Records from a data source:
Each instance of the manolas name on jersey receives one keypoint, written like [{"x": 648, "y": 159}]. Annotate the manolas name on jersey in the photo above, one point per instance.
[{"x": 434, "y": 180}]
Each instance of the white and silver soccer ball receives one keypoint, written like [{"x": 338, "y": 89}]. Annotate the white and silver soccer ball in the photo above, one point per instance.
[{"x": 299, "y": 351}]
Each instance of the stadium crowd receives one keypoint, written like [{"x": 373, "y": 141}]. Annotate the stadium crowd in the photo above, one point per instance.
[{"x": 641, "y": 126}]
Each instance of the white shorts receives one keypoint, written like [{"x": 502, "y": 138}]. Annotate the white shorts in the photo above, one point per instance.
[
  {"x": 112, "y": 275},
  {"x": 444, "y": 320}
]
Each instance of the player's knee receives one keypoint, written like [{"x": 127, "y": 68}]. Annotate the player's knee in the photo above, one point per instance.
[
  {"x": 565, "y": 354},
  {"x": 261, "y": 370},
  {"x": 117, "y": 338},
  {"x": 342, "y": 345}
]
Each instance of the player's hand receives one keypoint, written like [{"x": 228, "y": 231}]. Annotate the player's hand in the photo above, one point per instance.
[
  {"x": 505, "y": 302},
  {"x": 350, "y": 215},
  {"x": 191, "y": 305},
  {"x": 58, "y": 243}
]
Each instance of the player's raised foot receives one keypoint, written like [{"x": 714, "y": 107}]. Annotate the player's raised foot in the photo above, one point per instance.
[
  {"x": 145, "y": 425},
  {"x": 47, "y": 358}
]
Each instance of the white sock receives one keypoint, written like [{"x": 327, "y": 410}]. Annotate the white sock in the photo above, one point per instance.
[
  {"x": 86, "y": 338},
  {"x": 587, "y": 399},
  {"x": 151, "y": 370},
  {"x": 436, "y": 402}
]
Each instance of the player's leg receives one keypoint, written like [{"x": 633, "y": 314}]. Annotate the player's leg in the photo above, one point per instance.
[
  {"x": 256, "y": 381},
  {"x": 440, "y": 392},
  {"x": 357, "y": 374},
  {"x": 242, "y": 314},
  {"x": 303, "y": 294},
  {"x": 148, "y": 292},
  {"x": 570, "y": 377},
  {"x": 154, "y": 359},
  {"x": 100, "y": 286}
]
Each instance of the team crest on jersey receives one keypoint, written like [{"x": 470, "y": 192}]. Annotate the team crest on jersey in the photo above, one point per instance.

● What to work on
What is needed is an exact printout of every line from the one with "Each instance of the player's leg" through the end of the data, including both, and nothing more.

● Solution below
Each instance of the player's leg receives one keypoint, written like [{"x": 633, "y": 314}]. Annotate the player's leg in the photo above, one point per instance.
[
  {"x": 256, "y": 381},
  {"x": 440, "y": 392},
  {"x": 357, "y": 374},
  {"x": 242, "y": 314},
  {"x": 303, "y": 294},
  {"x": 148, "y": 292},
  {"x": 570, "y": 377},
  {"x": 154, "y": 359},
  {"x": 100, "y": 286}
]
Each instance of the team crest on jersey receives one keypoint, written like [{"x": 470, "y": 192}]. Annotate the team crest on jersey in the photo above, one point per instance.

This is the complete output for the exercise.